◆ EXTRACT TO READ
_ _ _

For two of the collaborations - with Jerome Isma-Ae and Activa - they worked in their studios on my melodies, before sending me back parts so I could get them running in my studio and finish the job. And all of the vocals for the album were recorded in London with Anthony Galatis, who also co-wrote three of the vocal tracks. But all the final mixes were done at my studio - I felt the need to do that to ensure a consistent sound across the record.

With many Trance productions, a vocal is more often that not never far behind, but you seem to have included many new vocal talents on Northern Lights, a refreshing approach to guest vocals. What were the reasons behind not choosing to work with some more well known voices; are we seeing a mentoring side to Gareth Emery?
I just wanted the album to be as fresh and unique as possible. Not just tracks people hadn’t heard, but vocalists they’d never heard either. To be honest, if I hadn’t been lucky enough to find such good vocalists I might’ve scrapped this idea and resorted to some of the tried and tested names, but we got such good results with Lucy, Roxanne and Mark that I’m really pleased we took this route. The reasons were two-fold - firstly I wanted to introduce new people, and I think Lucy is the one who’ll do best from it - she’s a real star. Mark’s already a successful songwriter, he’d just never sung on at track before, and Roxanne has a record deal and forthcoming album in a totally difference style, but I think Lucy really go on in the dance music world. And secondly, as much as I love some the tried and tested names, I just don’t find them that exciting. Sorry if that sounds harsh, but it’s how I feel. I didn’t want to work on an album that sounded different to everyone else’s to only then go and fill it with the same vocal names we’ve heard countless times.

Has the album turned out how you envisaged it at the start of the project and do you have a personal favourite track from the album
More of less, yeah. I did most of the writing at the start, so in about March I had a playlist in iTunes of demos of how wanted the finished album to be, and that’s pretty much how it turned out. I couldn’t really pick a favourite - right now I can listen to Arrival and Sanctuary most easily, but that’s probably because I’ve played them extensively in my sets and know they work.

The future of Gareth Emery is...
To keep doing this for a job as long as I can, and to stay happy and healthy.

_ _ _

◆ DATA IN THIS EXERCISE
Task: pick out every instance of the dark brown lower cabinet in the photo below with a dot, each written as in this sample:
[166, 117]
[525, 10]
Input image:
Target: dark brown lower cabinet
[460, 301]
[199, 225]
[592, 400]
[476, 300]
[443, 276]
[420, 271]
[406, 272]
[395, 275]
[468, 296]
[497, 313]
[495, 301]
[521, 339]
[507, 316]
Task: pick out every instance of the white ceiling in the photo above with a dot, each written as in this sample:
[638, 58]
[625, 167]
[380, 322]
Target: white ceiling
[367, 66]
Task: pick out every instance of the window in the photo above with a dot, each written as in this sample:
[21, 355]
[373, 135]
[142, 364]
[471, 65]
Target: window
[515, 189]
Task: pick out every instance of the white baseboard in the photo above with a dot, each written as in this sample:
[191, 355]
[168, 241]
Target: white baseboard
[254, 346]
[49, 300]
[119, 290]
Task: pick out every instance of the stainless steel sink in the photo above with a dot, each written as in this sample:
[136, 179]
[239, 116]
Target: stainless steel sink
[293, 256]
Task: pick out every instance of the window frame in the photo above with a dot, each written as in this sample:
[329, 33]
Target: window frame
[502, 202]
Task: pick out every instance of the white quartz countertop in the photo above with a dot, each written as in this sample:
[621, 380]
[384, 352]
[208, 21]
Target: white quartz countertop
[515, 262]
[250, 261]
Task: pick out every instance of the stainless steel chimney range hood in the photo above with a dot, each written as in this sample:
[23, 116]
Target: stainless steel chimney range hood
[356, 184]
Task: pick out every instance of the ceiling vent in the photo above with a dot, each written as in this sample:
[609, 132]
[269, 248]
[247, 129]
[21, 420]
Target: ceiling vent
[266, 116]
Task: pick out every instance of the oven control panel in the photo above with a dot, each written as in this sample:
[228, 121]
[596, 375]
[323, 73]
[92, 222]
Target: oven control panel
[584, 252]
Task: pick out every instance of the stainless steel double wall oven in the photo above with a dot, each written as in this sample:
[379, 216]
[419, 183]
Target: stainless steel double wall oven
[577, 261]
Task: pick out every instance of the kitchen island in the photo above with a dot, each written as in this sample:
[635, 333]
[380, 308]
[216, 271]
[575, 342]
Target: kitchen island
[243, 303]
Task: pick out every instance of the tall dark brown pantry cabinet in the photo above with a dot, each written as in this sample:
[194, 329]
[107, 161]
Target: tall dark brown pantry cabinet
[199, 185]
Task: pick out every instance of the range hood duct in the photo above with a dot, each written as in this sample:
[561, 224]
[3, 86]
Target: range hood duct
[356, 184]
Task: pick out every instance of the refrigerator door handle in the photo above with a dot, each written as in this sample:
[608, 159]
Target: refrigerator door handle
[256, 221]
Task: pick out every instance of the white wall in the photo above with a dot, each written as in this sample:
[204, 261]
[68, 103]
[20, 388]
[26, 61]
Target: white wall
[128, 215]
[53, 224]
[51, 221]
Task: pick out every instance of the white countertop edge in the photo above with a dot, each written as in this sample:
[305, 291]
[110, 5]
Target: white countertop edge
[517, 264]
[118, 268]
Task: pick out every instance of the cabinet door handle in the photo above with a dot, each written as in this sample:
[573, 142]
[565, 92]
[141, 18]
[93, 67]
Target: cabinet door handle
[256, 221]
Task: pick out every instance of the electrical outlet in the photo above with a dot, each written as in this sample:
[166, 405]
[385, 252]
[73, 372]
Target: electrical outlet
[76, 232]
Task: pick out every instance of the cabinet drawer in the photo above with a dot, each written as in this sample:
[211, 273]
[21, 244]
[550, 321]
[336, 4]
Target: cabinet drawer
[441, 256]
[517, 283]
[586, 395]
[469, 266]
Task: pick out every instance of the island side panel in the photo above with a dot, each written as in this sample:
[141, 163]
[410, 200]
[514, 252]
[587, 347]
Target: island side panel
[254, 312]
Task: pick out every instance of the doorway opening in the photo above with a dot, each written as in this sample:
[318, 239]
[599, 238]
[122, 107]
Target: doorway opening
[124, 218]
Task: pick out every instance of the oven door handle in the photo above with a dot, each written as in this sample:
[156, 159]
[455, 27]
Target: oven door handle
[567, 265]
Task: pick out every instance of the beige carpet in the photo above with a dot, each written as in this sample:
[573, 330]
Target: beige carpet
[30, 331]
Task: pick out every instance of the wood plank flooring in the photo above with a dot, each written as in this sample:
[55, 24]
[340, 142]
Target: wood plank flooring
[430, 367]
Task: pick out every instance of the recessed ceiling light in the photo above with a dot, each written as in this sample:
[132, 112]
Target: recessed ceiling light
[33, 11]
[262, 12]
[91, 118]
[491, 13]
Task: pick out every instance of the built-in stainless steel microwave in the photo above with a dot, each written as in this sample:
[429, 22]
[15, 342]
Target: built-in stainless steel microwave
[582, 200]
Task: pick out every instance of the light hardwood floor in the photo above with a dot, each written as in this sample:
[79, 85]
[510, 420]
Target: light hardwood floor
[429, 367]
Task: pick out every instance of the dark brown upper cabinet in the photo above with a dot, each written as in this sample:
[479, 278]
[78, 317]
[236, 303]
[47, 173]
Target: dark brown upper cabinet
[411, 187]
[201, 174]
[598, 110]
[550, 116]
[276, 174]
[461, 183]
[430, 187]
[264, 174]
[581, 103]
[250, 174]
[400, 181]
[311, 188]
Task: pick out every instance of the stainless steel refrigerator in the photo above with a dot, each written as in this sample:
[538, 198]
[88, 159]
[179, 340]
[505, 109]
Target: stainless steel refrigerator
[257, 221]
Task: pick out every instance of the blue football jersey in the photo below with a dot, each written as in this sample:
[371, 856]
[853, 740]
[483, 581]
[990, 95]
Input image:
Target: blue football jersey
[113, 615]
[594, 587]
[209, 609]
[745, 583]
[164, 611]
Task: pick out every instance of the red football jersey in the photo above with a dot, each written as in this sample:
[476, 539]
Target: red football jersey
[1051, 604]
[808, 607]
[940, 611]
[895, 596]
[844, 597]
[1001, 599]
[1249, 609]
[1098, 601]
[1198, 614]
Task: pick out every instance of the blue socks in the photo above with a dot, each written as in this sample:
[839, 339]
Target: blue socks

_ _ _

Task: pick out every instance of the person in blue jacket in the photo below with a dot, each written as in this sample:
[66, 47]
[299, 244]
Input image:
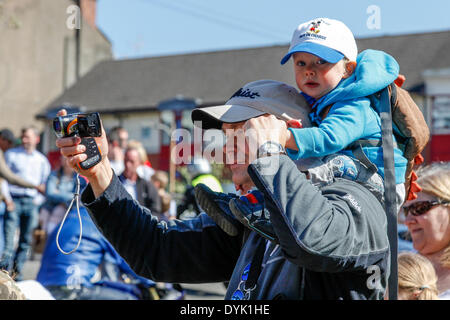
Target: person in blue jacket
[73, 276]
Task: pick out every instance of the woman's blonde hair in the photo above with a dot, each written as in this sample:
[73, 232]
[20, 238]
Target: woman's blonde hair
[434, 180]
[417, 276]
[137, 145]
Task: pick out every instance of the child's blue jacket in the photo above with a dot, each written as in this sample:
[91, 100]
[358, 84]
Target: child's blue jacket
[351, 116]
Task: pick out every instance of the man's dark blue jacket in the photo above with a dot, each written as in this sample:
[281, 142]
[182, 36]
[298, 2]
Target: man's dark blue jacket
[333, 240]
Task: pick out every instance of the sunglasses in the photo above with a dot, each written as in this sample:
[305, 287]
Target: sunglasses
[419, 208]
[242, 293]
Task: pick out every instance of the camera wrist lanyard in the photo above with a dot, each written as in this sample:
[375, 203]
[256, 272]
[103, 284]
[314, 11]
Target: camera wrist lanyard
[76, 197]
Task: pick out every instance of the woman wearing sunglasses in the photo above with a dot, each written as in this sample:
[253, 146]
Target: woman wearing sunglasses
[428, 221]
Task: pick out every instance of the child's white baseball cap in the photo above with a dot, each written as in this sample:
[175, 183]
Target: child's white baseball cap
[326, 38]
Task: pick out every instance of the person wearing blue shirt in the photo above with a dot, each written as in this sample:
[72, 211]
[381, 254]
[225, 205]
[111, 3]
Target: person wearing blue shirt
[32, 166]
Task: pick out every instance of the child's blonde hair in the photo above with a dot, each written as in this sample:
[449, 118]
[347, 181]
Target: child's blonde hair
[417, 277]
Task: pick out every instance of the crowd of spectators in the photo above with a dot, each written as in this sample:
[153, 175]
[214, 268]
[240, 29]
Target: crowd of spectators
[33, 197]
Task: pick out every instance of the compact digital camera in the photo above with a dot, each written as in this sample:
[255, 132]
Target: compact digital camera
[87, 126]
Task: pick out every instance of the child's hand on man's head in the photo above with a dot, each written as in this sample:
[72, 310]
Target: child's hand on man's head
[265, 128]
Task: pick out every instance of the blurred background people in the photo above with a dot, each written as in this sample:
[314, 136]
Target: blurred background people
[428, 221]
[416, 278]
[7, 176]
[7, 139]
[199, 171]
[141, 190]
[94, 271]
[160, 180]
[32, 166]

_ _ _

◆ PROBLEM SET
1. Print the passage of the interview between "Has the album" and "Gareth Emery is...", inclusive.
2. Output, unchanged, only the lines of the entries between the lines holding "Task: pick out every instance of the dark brown upper" and "Target: blue socks", inclusive.
The interview and the entries are unrelated material.

◆ EXPECTED RESPONSES
1.
Has the album turned out how you envisaged it at the start of the project and do you have a personal favourite track from the album
More of less, yeah. I did most of the writing at the start, so in about March I had a playlist in iTunes of demos of how wanted the finished album to be, and that’s pretty much how it turned out. I couldn’t really pick a favourite - right now I can listen to Arrival and Sanctuary most easily, but that’s probably because I’ve played them extensively in my sets and know they work.

The future of Gareth Emery is...

2.
Task: pick out every instance of the dark brown upper cabinet in the photo above with a dot, each written as in this sample:
[479, 278]
[78, 317]
[236, 303]
[47, 173]
Target: dark brown upper cabinet
[411, 187]
[201, 174]
[598, 110]
[550, 116]
[276, 174]
[461, 183]
[430, 187]
[264, 174]
[581, 103]
[250, 174]
[400, 181]
[311, 188]
Task: pick out every instance of the stainless steel refrigerator in the photo above with a dot, each written as in this sample:
[538, 198]
[88, 159]
[179, 340]
[505, 109]
Target: stainless steel refrigerator
[257, 221]
Task: pick out every instance of the blue football jersey in the photo below with a dot, each written as in this sample:
[371, 856]
[853, 740]
[483, 581]
[990, 95]
Input image:
Target: blue football jersey
[113, 615]
[594, 587]
[209, 609]
[745, 583]
[164, 611]
Task: pick out every instance of the red football jersey in the photo above with a dot, each written as in this sample:
[476, 539]
Target: red football jersey
[1051, 604]
[808, 607]
[940, 611]
[895, 596]
[844, 597]
[1001, 599]
[1249, 609]
[1098, 601]
[1198, 614]
Task: pick out every instance of the blue socks in the photo above with a dot, each written as in this sample:
[839, 339]
Target: blue socks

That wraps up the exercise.